- **Source passage**:
--------------------

Monday, July 02, 2007

Turkey: a major regional power to engage or confront Iran

Mehmet Öğütçü1
International Advisory Board Member
Windsor Energy Group

Turkey, Iran’s next door neighbour, long-standing historic rival and the largest military/economic power in the region, remains the only country, which can genuinely engage or confront Iran in the region (Middle East, Caspian basin, and Central Asia). This holds particularly true at a time when speculations have intensified about a possible US/Israeli air strike or more targeted sanctions against Iran due to the nuclear standoff with the West.

Turkey fears that a nuclear Iran may upset the delicate balance of power in a combustible region, where no single country looks dominant2. At the same time, Turkey does not wish to undermine the recent improvement in bilateral relations with Iran. Iran is unlikely to make any progress on the nuclear issue given its past track-record of tactical delays in complying with the demands by the International Atomic Energy Agency for comprehensive inspections in Iran3.

In this unfolding situation, Turkey is not only expected to play a crucial role in support of, or against, such moves; it will also be deeply affected by the consequences of an escalated tension between Washington/Tel Aviv, Brussels and Tehran. For one thing, Turkey has declared unequivocally that its territory or airspace will not be used in any military operations against Iran.

In a departure from its traditional foreign policy and after decades of passivity, Turkey is now emerging as an important diplomatic actor in the Middle East in response to structural changes in its security environment since the end of the Cold War. Iran is considered as both a partner (Iraq, energy exports) and competitor (Central Asia/Caucasus) in Turkey’s new proactive regional diplomacy. An impending Iranian crisis or accommodation can ignite a series of long-term economic, domestic and external security, as well as foreign policy challenges for Turkey.
Final word
The recent surging influence of Iran in the Gulf, Afghanistan, Iraq and Central Asia has made Tehran a major force to reckon with in any equation regarding this region. Those who have seen Iran as being on the cusp of dramatic internal change have been wrong. Iran enjoys great wealth, is the most powerful external influence in Iraq, and holds considerable sway over both Hamas and Hezbollah. A speculated US attack on Iran might not only fail to destroy all facilities, but it would further radicalize the Arab and Muslim worlds. Military action against Iran would also drive the price of oil to new heights, increasing the chances of an international economic crisis and a global recession.

--------------------

- **Data excerpts**:
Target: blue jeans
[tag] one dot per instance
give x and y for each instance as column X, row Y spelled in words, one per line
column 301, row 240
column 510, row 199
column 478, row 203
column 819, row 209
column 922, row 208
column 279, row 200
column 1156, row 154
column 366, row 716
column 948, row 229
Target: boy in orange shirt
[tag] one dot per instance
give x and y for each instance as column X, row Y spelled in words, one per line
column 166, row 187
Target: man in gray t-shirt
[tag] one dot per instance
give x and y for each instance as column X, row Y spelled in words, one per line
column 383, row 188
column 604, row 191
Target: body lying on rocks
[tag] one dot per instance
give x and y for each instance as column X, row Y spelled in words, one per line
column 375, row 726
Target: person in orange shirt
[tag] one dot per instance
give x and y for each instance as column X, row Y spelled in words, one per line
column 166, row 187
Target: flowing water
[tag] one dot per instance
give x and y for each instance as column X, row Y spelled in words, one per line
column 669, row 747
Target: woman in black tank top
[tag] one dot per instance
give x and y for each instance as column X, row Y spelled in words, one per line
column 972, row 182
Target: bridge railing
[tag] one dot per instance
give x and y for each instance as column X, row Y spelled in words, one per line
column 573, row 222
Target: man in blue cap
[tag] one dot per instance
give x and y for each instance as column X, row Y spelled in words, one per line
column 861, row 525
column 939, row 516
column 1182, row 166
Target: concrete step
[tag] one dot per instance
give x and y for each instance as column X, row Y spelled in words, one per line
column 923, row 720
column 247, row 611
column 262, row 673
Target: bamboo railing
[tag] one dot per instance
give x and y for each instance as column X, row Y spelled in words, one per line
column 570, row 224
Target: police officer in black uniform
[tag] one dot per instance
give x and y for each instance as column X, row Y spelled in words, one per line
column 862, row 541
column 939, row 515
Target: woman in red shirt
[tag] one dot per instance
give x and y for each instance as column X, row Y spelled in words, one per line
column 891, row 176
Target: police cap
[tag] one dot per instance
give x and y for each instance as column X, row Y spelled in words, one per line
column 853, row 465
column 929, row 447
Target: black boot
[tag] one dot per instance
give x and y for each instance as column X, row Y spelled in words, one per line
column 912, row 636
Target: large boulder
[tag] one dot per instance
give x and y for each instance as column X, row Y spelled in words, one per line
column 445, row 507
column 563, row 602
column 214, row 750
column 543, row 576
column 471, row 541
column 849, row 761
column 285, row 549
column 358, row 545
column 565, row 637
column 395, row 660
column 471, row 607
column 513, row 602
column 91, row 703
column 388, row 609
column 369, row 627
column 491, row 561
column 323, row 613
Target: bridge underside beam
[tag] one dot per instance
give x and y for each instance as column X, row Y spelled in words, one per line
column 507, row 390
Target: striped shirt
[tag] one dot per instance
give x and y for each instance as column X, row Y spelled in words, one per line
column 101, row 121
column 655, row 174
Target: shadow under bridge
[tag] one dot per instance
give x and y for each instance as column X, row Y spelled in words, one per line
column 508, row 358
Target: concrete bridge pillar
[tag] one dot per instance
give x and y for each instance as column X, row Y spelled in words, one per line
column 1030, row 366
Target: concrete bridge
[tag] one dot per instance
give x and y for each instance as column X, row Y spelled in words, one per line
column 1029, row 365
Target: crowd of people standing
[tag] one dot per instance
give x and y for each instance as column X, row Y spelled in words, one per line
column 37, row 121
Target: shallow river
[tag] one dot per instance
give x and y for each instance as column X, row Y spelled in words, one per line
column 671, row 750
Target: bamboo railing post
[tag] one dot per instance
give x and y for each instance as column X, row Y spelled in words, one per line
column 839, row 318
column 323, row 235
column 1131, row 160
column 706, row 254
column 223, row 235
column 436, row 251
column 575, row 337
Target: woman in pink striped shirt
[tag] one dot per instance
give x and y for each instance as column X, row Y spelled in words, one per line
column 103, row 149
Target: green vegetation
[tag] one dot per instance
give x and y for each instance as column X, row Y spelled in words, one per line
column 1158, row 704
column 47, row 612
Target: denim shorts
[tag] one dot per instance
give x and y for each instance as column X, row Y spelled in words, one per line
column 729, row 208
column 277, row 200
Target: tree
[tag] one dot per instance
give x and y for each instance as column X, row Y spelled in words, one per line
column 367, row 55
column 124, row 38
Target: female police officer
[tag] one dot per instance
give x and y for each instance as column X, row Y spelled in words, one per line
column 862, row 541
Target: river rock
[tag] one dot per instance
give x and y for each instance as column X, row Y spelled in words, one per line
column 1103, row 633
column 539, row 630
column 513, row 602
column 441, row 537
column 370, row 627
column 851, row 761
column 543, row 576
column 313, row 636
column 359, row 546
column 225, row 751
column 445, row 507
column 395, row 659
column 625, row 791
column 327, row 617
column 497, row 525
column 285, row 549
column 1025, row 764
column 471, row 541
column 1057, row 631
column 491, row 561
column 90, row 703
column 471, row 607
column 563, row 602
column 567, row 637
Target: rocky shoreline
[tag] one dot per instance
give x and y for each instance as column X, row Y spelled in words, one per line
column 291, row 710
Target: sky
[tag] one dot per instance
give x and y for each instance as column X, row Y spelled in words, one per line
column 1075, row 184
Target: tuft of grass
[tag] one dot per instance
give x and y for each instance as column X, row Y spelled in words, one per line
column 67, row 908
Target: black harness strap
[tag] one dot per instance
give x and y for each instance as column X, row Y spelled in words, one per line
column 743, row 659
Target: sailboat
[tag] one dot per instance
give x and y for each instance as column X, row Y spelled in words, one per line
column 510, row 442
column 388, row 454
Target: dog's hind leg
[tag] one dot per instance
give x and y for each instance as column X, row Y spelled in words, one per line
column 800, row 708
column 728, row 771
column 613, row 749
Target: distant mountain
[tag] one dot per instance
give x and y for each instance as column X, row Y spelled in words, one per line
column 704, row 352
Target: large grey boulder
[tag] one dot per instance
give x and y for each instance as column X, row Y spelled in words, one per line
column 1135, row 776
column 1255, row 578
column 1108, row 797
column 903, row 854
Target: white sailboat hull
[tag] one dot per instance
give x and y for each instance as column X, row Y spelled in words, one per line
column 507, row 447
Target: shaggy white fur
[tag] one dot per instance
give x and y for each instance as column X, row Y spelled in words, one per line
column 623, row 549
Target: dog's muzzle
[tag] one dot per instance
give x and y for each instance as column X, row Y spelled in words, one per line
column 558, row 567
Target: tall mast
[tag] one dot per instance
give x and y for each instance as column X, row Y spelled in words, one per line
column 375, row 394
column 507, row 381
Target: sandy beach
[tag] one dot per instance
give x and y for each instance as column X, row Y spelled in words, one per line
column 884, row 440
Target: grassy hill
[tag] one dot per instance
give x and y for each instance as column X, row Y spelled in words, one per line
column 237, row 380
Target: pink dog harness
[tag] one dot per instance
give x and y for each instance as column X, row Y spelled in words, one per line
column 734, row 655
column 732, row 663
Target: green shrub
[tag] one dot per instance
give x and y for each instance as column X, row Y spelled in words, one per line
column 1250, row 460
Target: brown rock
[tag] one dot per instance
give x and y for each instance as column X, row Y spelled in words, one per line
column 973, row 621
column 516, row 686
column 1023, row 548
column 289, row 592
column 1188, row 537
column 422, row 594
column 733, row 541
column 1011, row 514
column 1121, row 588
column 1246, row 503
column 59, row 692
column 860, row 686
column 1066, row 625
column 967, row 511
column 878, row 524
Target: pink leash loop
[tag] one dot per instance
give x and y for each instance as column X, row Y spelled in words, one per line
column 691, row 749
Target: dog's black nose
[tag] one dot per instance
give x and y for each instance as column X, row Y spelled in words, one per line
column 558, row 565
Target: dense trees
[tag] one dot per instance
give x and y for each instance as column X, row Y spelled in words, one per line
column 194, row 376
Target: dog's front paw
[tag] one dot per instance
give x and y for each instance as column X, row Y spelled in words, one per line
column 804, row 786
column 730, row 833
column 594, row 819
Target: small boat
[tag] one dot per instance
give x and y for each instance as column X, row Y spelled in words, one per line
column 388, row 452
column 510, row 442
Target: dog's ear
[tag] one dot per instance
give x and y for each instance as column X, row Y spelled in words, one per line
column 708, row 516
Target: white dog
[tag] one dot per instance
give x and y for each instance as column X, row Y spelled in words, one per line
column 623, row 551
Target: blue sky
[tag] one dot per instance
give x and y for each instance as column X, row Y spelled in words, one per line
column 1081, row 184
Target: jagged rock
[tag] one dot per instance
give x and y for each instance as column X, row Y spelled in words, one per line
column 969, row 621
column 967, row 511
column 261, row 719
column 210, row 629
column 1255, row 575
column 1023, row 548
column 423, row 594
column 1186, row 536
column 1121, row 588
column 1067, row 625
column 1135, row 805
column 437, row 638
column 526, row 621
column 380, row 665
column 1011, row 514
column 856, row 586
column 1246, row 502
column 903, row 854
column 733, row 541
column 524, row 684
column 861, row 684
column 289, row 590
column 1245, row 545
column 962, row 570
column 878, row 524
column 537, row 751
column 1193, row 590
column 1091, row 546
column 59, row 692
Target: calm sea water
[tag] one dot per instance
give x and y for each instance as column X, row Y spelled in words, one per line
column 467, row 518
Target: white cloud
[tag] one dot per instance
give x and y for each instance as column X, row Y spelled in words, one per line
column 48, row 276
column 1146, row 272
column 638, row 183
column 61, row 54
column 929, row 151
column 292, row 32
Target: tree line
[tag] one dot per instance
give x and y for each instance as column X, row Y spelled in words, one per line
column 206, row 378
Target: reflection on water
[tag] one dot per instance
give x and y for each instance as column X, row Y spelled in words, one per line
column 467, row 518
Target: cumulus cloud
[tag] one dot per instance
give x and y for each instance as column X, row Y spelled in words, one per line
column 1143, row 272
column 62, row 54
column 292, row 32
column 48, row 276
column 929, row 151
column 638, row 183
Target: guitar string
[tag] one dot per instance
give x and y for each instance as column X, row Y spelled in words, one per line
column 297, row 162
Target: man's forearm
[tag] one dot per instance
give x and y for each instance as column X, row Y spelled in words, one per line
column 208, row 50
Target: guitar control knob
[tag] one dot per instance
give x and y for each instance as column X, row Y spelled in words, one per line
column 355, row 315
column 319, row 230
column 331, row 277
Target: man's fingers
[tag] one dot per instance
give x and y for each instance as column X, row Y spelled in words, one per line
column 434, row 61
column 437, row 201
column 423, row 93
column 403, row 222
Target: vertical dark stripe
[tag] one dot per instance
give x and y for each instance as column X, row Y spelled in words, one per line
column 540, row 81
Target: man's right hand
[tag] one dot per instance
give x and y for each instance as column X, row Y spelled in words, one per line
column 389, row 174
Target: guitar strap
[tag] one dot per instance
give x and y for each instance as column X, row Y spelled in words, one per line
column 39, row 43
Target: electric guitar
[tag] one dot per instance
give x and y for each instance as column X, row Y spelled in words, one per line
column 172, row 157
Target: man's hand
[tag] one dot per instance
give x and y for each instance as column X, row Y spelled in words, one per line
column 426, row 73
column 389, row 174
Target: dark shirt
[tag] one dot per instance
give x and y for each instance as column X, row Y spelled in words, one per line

--------------------

- **Tasks**:
1) Answer these from the article on Turkey and Iran:
(a) What has Turkey declared about its territory or airspace?
(b) In which areas does Turkey's regional diplomacy treat Iran as a partner?
(c) Over which two groups does Iran hold considerable sway?
2) According to the article on Turkey and Iran, in which places has Iran's influence recently surged? List every one.
3) Repeat, word for word, the part of the article on Turkey and Iran from "Turkey, Iran’s next" to "with the West.".
Rely only on the article on Turkey and Iran.

- **Answers for the exercise**:
1)
(a) It will not be used in any military operations against Iran.
(b) Iraq and energy exports.
(c) Hamas and Hezbollah.

2) The Gulf, Afghanistan, Iraq, Central Asia

3)
Turkey, Iran’s next door neighbour, long-standing historic rival and the largest military/economic power in the region, remains the only country, which can genuinely engage or confront Iran in the region (Middle East, Caspian basin, and Central Asia). This holds particularly true at a time when speculations have intensified about a possible US/Israeli air strike or more targeted sanctions against Iran due to the nuclear standoff with the West.